» **Task**
Treat the line containing "locate the storefront" as the last one, and return every line exactly from the first line of the material below up to it.

» **Records shown**

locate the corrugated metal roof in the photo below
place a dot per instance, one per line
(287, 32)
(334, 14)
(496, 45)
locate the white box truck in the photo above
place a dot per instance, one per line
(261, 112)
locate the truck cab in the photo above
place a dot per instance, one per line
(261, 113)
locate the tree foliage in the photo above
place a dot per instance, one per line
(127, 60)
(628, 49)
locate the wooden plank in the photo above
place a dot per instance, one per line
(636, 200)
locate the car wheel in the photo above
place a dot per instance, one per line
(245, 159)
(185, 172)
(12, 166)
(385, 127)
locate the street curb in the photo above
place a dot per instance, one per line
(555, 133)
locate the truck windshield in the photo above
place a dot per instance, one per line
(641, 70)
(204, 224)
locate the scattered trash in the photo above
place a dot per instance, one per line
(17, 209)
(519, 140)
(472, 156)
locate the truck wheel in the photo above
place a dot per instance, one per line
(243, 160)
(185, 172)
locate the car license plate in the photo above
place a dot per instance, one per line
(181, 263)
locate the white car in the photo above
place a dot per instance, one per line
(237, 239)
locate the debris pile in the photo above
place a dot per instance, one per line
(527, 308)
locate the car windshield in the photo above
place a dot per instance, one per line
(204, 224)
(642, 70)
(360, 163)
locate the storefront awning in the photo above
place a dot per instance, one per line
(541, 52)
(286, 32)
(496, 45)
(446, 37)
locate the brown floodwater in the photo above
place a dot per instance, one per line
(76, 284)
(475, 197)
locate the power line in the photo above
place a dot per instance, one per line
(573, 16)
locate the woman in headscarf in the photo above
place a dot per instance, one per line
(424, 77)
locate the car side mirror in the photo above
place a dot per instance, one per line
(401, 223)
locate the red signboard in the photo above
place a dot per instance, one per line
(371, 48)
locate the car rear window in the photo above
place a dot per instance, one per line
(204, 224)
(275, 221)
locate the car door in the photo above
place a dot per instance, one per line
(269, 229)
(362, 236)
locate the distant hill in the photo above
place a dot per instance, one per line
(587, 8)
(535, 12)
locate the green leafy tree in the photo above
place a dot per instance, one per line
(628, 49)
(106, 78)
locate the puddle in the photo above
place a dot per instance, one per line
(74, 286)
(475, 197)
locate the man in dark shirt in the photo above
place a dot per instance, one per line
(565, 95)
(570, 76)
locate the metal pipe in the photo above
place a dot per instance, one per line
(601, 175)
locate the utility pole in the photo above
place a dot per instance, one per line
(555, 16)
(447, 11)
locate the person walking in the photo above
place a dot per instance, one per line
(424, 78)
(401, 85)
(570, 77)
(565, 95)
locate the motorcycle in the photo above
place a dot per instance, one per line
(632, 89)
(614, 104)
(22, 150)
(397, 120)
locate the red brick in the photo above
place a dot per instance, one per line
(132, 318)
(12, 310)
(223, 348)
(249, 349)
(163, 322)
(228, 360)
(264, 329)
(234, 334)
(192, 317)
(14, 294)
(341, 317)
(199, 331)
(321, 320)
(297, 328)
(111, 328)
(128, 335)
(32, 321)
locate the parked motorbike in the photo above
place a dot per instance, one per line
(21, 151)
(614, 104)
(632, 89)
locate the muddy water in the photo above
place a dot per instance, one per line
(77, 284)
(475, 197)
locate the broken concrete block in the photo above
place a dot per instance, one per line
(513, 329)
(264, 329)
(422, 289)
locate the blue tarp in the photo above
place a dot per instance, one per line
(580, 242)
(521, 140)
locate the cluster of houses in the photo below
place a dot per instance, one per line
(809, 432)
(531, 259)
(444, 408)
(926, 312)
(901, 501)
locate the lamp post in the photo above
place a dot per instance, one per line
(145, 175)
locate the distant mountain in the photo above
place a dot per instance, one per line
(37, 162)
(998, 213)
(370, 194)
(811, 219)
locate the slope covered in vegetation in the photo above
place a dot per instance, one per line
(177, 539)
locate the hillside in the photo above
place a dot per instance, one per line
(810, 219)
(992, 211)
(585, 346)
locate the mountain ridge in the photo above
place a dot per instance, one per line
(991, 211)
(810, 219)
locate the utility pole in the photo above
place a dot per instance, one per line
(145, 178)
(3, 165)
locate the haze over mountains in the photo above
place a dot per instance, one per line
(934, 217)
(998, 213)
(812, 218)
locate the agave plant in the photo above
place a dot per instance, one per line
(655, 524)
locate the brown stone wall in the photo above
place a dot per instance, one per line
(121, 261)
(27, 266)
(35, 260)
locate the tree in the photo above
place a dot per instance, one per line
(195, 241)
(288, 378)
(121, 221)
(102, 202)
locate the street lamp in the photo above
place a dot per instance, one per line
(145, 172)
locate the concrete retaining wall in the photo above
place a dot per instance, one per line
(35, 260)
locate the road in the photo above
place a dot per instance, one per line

» **Task output**
locate the corrugated metal roof in the photo below
place a dot per instance, one per line
(287, 32)
(334, 14)
(496, 45)
locate the white box truck in the photo above
place a dot per instance, one per line
(261, 112)
locate the truck cab in the photo above
place a dot per instance, one per line
(261, 113)
locate the tree foliage in the photo above
place a dot per instance, one per line
(127, 60)
(628, 49)
locate the wooden plank in the photo above
place a dot per instance, one per line
(636, 200)
locate the car wheel in the photo above
place a dot per instance, one per line
(245, 159)
(185, 172)
(12, 166)
(385, 127)
locate the street curb in the photo above
place a dot per instance, one per line
(555, 133)
locate the truck windshield in the photo above
place a dot per instance, one per line
(641, 70)
(204, 224)
locate the scattered trash in the photo above
place a dot per instance, one per line
(17, 209)
(519, 140)
(472, 156)
locate the truck wheel in the photo above
place a dot per instance, one per line
(243, 160)
(185, 172)
locate the car license plate in the photo above
place a dot per instance, one per line
(181, 263)
locate the white car in the photo above
place a dot per instance, one per line
(237, 239)
locate the debris pile in the photo above
place a dot per instance, one per line
(527, 308)
locate the car windshield in the photo above
place a dot per instance, one per line
(204, 224)
(642, 70)
(360, 163)
locate the storefront awning in the photo above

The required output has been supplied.